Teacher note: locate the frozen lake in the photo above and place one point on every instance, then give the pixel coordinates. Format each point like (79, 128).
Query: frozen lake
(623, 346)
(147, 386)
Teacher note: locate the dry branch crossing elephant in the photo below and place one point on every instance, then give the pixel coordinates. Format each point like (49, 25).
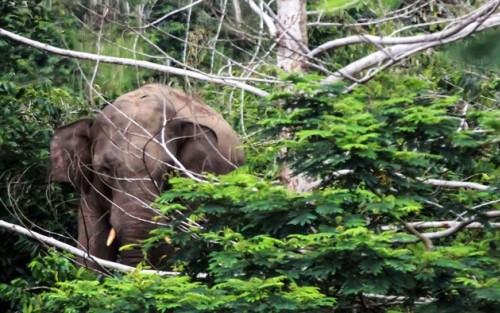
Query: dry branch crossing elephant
(120, 160)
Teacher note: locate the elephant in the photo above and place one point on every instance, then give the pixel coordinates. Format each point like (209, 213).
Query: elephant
(121, 160)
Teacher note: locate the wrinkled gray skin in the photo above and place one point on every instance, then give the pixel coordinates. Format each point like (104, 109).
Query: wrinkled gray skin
(121, 159)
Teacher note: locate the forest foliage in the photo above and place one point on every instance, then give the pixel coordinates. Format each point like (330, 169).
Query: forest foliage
(349, 244)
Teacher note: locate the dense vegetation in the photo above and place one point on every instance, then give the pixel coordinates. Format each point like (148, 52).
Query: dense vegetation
(352, 244)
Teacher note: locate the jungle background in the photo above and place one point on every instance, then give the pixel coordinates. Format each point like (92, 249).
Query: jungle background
(372, 174)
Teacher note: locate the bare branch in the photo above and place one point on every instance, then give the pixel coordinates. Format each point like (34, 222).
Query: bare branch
(427, 242)
(131, 62)
(379, 40)
(459, 226)
(398, 52)
(80, 253)
(458, 184)
(441, 224)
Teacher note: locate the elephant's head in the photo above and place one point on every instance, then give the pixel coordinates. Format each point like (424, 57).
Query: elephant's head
(121, 158)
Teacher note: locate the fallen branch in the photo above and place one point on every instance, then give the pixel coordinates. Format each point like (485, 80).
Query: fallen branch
(132, 62)
(80, 253)
(398, 52)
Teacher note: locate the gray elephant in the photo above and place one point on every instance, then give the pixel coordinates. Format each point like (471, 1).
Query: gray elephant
(121, 161)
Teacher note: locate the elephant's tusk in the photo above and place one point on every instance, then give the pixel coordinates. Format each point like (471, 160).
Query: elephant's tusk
(111, 237)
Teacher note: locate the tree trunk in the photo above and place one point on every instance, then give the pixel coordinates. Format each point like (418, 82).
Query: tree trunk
(292, 48)
(292, 35)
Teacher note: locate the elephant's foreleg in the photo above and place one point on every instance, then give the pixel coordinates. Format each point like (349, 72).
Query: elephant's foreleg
(93, 230)
(133, 219)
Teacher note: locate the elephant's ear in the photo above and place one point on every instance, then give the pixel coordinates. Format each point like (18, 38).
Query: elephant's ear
(70, 153)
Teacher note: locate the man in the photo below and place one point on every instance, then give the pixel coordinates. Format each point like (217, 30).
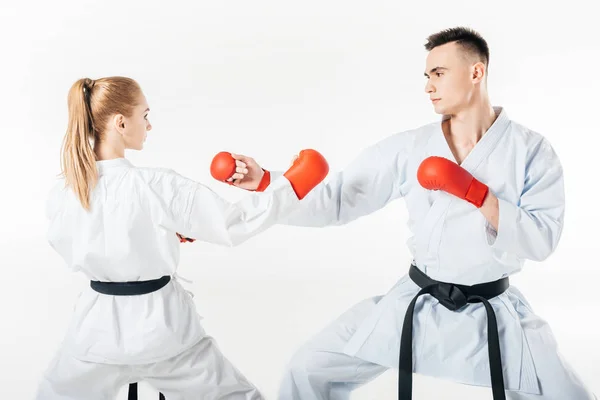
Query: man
(484, 194)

• **SET PROBLEM**: Rewrite the data above from the line with "Teacher note: locate the elephant's tusk" through the end of the data, keeping every line. Add 76 to both numbers in each coordinate pair that stands alone on its own line, and leave out the pictures.

• **EXPECTED ANSWER**:
Teacher note: locate the elephant's tusk in the photo above and place one point on every instance, then give the pixel coordinates. Format each point like (471, 160).
Query: elephant's tusk
(187, 313)
Teacher note: locate the tree trunk in the photo above and place one point on every instance, then give the pixel coordinates. Format each point like (418, 82).
Query: tree trunk
(368, 124)
(368, 111)
Teacher note: locate the elephant's foreleg in the photo above and place one point on every instance, then give the pixel coordinates. Format each point like (349, 72).
Query: elephant's foreleg
(169, 306)
(209, 295)
Teacher note: locate the elephant's ear in the photo above and place one point on every instance, then give the pixel coordinates. Format each point like (18, 38).
Query: elephant's ear
(146, 229)
Teacher note: locate the man in the photo below and place one point on every instance, then give the pixel coordinates. Format each point like (217, 30).
Query: man
(560, 270)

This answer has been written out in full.